··· Input data

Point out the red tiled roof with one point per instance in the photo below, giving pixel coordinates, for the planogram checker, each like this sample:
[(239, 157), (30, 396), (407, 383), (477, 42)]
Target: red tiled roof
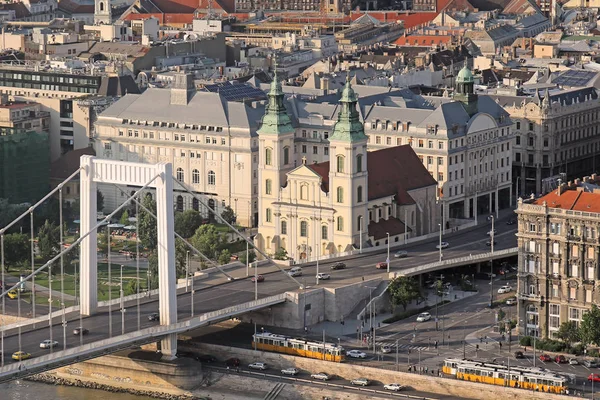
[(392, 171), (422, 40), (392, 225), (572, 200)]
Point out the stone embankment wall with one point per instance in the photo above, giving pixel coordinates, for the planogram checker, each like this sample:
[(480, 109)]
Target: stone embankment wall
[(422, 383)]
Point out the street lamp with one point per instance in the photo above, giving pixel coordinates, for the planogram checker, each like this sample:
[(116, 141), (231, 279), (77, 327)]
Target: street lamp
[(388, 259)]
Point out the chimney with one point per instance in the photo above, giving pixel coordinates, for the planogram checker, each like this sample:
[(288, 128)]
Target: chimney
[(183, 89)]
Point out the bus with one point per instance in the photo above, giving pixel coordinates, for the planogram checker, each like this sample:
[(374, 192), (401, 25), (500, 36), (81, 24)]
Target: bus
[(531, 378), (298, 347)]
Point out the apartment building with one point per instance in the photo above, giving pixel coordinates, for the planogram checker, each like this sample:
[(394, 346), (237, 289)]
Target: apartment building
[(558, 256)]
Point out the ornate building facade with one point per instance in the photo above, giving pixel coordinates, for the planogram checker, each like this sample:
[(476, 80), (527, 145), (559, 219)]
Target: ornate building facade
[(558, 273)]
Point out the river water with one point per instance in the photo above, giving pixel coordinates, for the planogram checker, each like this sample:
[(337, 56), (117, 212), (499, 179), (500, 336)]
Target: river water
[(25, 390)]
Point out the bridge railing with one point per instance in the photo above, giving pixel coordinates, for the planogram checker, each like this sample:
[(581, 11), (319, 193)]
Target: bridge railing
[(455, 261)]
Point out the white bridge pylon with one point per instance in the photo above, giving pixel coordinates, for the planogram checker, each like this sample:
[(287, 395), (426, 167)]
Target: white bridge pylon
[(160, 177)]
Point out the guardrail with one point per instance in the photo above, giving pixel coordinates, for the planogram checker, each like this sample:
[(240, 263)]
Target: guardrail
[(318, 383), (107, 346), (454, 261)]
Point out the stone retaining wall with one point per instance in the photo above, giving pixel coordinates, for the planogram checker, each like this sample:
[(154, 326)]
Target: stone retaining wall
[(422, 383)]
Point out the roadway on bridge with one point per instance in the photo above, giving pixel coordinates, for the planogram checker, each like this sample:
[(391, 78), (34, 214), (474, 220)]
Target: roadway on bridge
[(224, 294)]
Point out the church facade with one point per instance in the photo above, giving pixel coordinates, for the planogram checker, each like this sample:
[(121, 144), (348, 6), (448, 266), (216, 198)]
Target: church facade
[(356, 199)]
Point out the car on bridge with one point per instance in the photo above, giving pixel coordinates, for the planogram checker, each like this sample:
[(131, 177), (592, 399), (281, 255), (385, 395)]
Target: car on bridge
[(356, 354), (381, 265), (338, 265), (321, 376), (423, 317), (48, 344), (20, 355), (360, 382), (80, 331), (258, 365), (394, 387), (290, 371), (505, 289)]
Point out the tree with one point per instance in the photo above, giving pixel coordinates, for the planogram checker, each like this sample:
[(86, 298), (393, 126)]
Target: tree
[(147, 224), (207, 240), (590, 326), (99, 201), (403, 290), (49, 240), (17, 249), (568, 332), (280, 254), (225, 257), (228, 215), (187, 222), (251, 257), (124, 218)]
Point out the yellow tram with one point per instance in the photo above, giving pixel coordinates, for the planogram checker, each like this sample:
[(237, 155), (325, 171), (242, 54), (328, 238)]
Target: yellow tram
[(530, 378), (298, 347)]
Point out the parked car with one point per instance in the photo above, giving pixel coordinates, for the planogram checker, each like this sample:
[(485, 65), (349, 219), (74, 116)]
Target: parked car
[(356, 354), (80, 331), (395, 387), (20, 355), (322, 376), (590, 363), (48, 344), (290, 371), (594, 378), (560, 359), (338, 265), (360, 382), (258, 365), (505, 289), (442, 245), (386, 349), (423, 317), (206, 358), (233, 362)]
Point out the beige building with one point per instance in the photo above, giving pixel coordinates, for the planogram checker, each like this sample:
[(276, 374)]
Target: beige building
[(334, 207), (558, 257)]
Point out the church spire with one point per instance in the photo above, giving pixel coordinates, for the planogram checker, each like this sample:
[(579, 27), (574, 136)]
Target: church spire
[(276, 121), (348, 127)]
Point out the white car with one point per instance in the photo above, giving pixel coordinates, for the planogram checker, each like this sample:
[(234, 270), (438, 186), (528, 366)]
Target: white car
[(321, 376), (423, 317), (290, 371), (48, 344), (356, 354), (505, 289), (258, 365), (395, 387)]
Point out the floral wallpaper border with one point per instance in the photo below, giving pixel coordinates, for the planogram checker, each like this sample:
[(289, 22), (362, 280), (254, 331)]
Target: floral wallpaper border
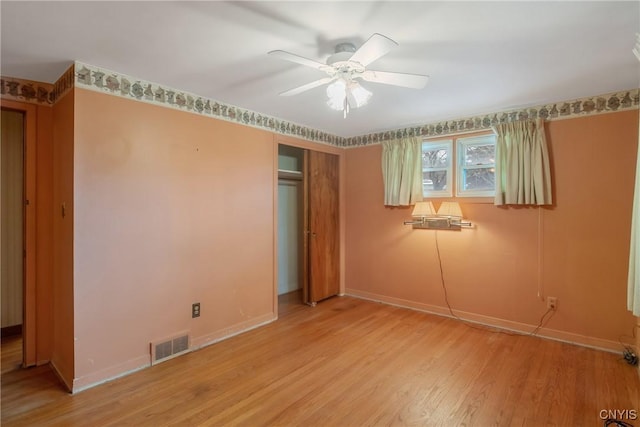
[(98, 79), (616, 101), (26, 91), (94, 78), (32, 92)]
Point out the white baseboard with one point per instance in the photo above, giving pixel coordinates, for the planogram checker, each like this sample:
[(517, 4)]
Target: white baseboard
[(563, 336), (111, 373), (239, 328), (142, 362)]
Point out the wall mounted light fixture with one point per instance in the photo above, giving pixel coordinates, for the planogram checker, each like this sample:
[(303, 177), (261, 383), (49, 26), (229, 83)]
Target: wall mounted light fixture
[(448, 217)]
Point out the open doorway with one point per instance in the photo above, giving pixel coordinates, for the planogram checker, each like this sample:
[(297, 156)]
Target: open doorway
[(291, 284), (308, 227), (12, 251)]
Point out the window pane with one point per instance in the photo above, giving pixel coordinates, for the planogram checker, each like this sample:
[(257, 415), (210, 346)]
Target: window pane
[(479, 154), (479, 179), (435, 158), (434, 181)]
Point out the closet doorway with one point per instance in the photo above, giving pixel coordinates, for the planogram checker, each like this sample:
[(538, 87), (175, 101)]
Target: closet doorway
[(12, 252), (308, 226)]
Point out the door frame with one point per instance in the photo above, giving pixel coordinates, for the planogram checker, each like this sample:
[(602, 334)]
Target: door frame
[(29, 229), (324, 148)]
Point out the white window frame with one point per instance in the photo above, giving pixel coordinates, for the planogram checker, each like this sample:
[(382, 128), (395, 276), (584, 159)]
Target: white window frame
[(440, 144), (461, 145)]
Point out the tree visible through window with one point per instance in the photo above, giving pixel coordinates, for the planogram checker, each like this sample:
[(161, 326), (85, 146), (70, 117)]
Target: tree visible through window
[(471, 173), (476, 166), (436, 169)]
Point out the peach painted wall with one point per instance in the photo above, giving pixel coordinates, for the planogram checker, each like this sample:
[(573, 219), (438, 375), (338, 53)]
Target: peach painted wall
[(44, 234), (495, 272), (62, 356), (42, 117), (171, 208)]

······

* Requirements *
Omit every picture while copying the listing above exactly.

* The answer *
Point out the red tiled roof with one point per instance in the photo below, giving pixel coordinates, for the planogram checker, each like this sample:
[(239, 157), (30, 396), (407, 383), (477, 42)]
Target: red tiled roof
[(392, 171), (422, 40), (392, 225), (572, 200)]
Point out the stone embankment wall with one point per instance in the photo above, giving pixel coordinates, for the planogram checker, each like this sample:
[(480, 109)]
Target: stone embankment wall
[(422, 383)]
Point out the street lamp with one point per instance in the photo above, giving pixel coordinates, for the planogram checker, each like this sample:
[(116, 141), (231, 279), (77, 327)]
Target: street lamp
[(388, 259)]
Point out the chimney with one point per instance in the photo above, giving pixel coordinates, for the planogram checker, each like this sample:
[(288, 128)]
Target: chimney
[(183, 89)]
Point out the bus with one point per instance in the photo above, giving pixel coordinates, for the planogram checker, each like this sample:
[(374, 192), (401, 25), (500, 36), (81, 24)]
Target: bus
[(531, 378), (298, 347)]
Point out the apartment building with one point per instance in the photo above, giving pixel coordinates, for the planogram checker, each like this sample:
[(394, 346), (237, 289)]
Target: apartment building
[(558, 256)]
Point out the ornate building facade with one point per instance in the photo above, giving pixel coordinates, for the planogram checker, each like this sample:
[(476, 80), (527, 145), (559, 219)]
Target: ornate building facade
[(558, 273)]
Point out the river water with one point per instance in the photo above, giving pixel coordinates, for the planogram checker, each like this sample:
[(337, 56), (117, 212), (499, 179), (500, 336)]
Target: river water
[(25, 390)]
Point out the bridge railing with one point per instance in the photo above, giving pixel coordinates, for the planogram checker, each like this sample:
[(581, 11), (319, 193)]
Target: bridge railing
[(455, 261)]
Point out the white bridge pylon with one point per instance in the photo above, giving pixel coordinates, for the planogram checker, each like this sample:
[(287, 395), (426, 167)]
Target: white bridge pylon
[(160, 177)]
Point out the guardrail with one point per instance in the photo above, giving pixel coordinates, for the planogram checker, each like this sample:
[(240, 263)]
Target: guardrail
[(318, 383), (107, 346), (454, 261)]
Point out the stone retaining wall with one point per instance in the photo above, giving pixel coordinates, for the planogram checker, each like this sample:
[(154, 326)]
Target: stone retaining wall
[(422, 383)]
Point out the roadway on bridge with one point per instance in the photo above, giving pixel coordinates, for the planogram checker, each like this sample:
[(391, 78), (34, 214), (474, 220)]
Target: roadway on bridge
[(224, 294)]
Point out the church facade with one point per instance in the photo above, giving pixel coordinates, for the planogram checker, each like this sample:
[(121, 144), (348, 6), (448, 266), (216, 198)]
Target: church facade
[(356, 199)]
Point out the car on bridge with one point per instance in the photo above, giving pixel coordinates, for the planogram checker, each like this sample:
[(131, 177), (592, 399), (281, 255), (385, 395)]
Target: car on bridge
[(356, 354), (381, 265), (338, 265), (321, 376), (423, 317), (48, 344), (20, 355), (360, 382), (80, 331), (258, 365), (394, 387), (290, 371), (505, 289)]
Point out the tree with one point per instance in the photo above, giving pixel coordinates, for the planogram checker, each like this sample:
[(86, 298), (393, 126)]
Target: tree
[(147, 224), (207, 240), (590, 326), (99, 201), (403, 290), (49, 240), (17, 249), (568, 332), (280, 254), (225, 257), (228, 215), (187, 222), (251, 257), (124, 218)]
Point out the yellow tram with one point per instance in the photo above, giving pixel coordinates, for the planogram checker, each like this sample:
[(237, 155), (325, 171), (242, 54), (328, 238)]
Target: yellow tram
[(530, 378), (298, 347)]
Point out the parked car with one point per instance in the photo above, giving pixel coordinates, for the planogram checker, each like this sample:
[(485, 65), (349, 219), (74, 116)]
Target: parked car
[(356, 354), (80, 331), (395, 387), (20, 355), (322, 376), (590, 363), (48, 344), (290, 371), (594, 378), (560, 359), (338, 265), (360, 382), (258, 365), (505, 289), (442, 245), (386, 349), (423, 317), (206, 358), (233, 362)]
Point out the beige building with one point per instance in the photo above, giving pixel coordinates, for the planogram checker, each like this sample:
[(276, 374)]
Target: beige building
[(334, 207), (558, 257)]
Point out the church spire with one point per instance in the photo above, giving pixel coordinates, for the planogram checker, each like this sample:
[(579, 27), (574, 136)]
Target: church spire
[(276, 121), (348, 127)]
Point out the white car with one point per instance in the photo above, giving pixel coordinates, for the planogram checker, each like this sample:
[(234, 270), (438, 186), (528, 366)]
Target: white car
[(321, 376), (423, 317), (290, 371), (48, 344), (356, 354), (505, 289), (258, 365), (395, 387)]
Point out the floral wallpaper border with one point per instance in the photo below, giving pixel coordinates, for the planogram checker, each like this sample:
[(289, 22), (362, 280), (254, 331)]
Target: floral wallpaper border
[(98, 79), (616, 101), (26, 91), (94, 78), (32, 92)]
Point out the white baseboard with one point per instance in the photo above, giving pixel coordinates, for the planogram checker, each like this sample:
[(517, 4)]
Target: white baseboard
[(563, 336), (111, 373), (239, 328), (142, 362)]
Point out the wall mounted light fixture with one point per instance in the photo above, giving pixel coordinates, for the planogram checker, each like this sample:
[(303, 177), (261, 383), (49, 26), (229, 83)]
Target: wall mounted light fixture
[(448, 217)]
Point out the open doorway with one point per instance in the photo above, giving pixel coordinates, for the planogram checker, each like this sample:
[(297, 156)]
Target: open doorway
[(291, 284), (308, 227), (12, 251)]
Point out the window pane with one point per instance in the photo above, giving pixel coordinates, for the planogram checker, each like this sample:
[(257, 415), (210, 346)]
Target: window pane
[(479, 154), (479, 179), (435, 158), (434, 181)]
Point out the closet doorway with one point per instance in the photo above, giving pixel coordinates, for the planogram checker, each like this sample:
[(538, 87), (175, 101)]
Target: closet doorway
[(12, 252), (308, 226)]
Point out the door frame with one point per instance in the photo above, giving pixel coordinates, for the planogram checker, each like this sample:
[(602, 334)]
Target: door frame
[(29, 229), (324, 148)]
Point out the white window frame with one point per instance in the photo above, giving pixel coordinates, for the planogram checker, each like this sample:
[(382, 128), (395, 276), (584, 159)]
Target: white window frame
[(440, 144), (461, 145)]
Point out the tree visible through window with one point per instance in the photo above, giving pixel coordinates, for the planogram checker, each like this sample:
[(161, 326), (85, 146), (70, 117)]
Target: tree visible through window
[(471, 173), (476, 166), (436, 169)]
Point out the peach painted wall with one point per instance in the photo above, giving pixel coordinates, for the planogram checker, each like this sample:
[(573, 219), (438, 375), (338, 53)]
Target: peach painted wall
[(44, 234), (495, 272), (62, 356), (42, 117), (171, 208)]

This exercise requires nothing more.